■ **To do**
1. Translate this sentence from the essay on dancing into Spanish: "I have never danced for anything other than pure recreation."
2. Write the next part of the personal essay about dancing, picking up after its final line.

------ Extract provided ------

It still felt great to sneak off into an open studio or apartment basement and privately dance it out. My senior year, I played a ridiculously underaged Anna in a student produced performance of Lanford Wilson’s Burn This and was given the gift of a “dance it out” moment added to the performance. Phil Ruvelas, I will love you forever for that.
During my professional acting career, I would find myself being the mover or the dancer in shows. I even choreographed a couple of numbers in plays because word got around that I was good at putting together dances for non dancers. Years passed and I got practical, became a Pilates teacher, and my movement practice would take place of actually dancing. Evolving into management, my movement practice has diminished every year. The amount of time I spent enjoying movement up until “The Great Pause” was minimal.
One excuse is busyness, and the confrontation I am currently having with that excuse is coming in an entirely different blog.
The other excuse: unworthiness. I’ve been surrounded for over 15 years by professional dancers. Their gamine figures, their innate coordination and ability to create beautiful shapes in space, and their je ne sais quois garners admiration from all who witness them. I have never danced for anything other than pure recreation. As I have been surrounded by these exquisite creatures over the years, I have devolved into a patron of their art, a fan, a mere mortal whose tools of physical expression feel inferior. With this feeling, I dance less and less. Now, I’m rusty and insecure and a monitor my movements from the outside with a critical eye.
But on Wednesday, March 18th, I danced with my 5 year old son. I made a playlist, we turned it up. I danced and he played and danced. In our first dance party, he mostly wiggled and drove a remote control car into my feet, but I danced. At first, it didn’t feel good. I felt awkward, and I couldn’t figure out what to do with any part of my body. With every song, I loosened up more and more. I began to let myself go, and just as I lept up playfully and dramatically on the sofa, my husband came upstairs.
He said, “Really, Lisa?”

------ Entries shown ------

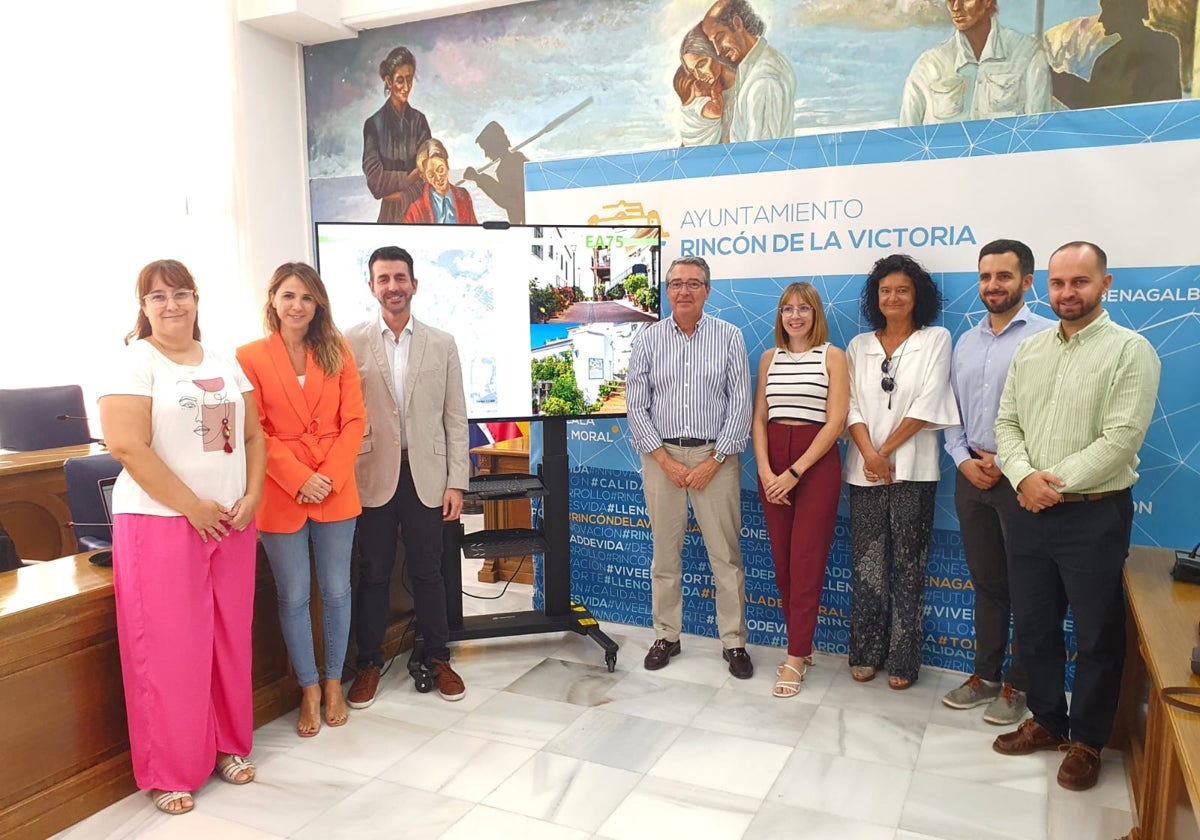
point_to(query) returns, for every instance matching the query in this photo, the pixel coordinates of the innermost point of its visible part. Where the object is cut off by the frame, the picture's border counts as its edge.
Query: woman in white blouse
(900, 396)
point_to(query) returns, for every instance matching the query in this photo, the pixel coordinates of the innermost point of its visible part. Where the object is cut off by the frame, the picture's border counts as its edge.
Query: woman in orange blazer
(310, 405)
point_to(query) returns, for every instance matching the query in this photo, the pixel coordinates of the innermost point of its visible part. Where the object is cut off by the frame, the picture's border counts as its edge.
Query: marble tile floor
(549, 744)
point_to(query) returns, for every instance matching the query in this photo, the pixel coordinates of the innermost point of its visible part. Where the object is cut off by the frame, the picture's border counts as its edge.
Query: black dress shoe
(660, 653)
(739, 663)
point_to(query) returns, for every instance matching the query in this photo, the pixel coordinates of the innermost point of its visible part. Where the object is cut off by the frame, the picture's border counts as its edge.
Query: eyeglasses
(888, 383)
(801, 311)
(180, 297)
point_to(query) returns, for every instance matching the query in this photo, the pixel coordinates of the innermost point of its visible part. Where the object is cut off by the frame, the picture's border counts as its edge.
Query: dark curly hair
(929, 299)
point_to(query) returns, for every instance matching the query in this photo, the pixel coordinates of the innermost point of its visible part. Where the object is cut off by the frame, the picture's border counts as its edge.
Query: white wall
(138, 131)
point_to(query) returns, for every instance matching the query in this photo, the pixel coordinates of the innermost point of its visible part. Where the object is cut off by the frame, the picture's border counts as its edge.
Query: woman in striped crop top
(801, 405)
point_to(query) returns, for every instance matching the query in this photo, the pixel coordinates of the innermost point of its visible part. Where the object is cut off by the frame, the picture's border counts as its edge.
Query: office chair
(89, 510)
(42, 418)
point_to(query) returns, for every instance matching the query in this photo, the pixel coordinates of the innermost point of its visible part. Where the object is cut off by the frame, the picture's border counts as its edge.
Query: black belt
(1091, 497)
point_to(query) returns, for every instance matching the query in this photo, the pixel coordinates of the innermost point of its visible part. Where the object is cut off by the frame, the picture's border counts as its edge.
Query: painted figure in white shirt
(982, 71)
(762, 102)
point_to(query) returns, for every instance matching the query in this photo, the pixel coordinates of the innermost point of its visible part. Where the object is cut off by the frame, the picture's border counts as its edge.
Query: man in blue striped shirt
(983, 497)
(1072, 418)
(688, 395)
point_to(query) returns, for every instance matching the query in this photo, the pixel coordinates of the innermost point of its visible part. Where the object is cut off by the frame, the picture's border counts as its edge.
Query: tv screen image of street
(544, 316)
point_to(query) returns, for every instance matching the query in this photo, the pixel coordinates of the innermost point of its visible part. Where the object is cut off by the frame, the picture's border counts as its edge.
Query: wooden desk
(34, 501)
(64, 732)
(1164, 743)
(507, 456)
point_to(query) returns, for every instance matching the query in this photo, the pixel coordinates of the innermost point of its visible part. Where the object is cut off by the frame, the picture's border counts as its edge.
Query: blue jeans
(288, 555)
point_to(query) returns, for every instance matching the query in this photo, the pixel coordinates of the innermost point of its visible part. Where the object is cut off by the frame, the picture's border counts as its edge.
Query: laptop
(105, 558)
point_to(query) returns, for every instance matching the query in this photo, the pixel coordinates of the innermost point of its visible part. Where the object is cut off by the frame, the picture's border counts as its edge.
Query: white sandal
(163, 799)
(789, 688)
(232, 766)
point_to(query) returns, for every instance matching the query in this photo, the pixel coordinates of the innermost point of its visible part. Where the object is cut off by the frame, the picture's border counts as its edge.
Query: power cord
(493, 598)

------

■ **Your written answers**
1. Nunca he bailado por otra cosa que no sea pura recreación.

2.
I let myself feel shame for a moment and then I said, “Yes, really.”
I thought to myself, this is the woman that I want my son to know: expressive, fearless, free, and fun.
The next day, when my son and I were planning our schedule for the day, he insisted that we include dance party. He loves this time together. He doesn’t really dance. He’ll wiggle around a little and then engage me in a chase around the dining room table, or we will throw foam rockets at each other, but the whole thing has evolved into something that works for both of us, and it has found a place in our daily routine. Most days our evening schedule goes dinner, digestion rest, dance party, shower, a little bit of nintendo (Daddy is responsible for introducing him to that) and books then sleep. Daddy even joins us for dance party now, and we’ve agreed that this will continue to be our nightly ritual when I return to work.
You see, I have no one to blame but myself for dancing less. I also don’t aspire to do it for others’ entertainment. I am giving myself permission to crank it up and unleash the drama on my living room with reckless abandon.
Everyone should give themselves this permission. There’s a kind of therapy that comes with dancing that you can’t get from talking about what ails you or moving in any other way. There is a reason why people have been doing it since time immemorial. You deserve this kind for connection to yourself and freedom to express yourself as much as anyone else.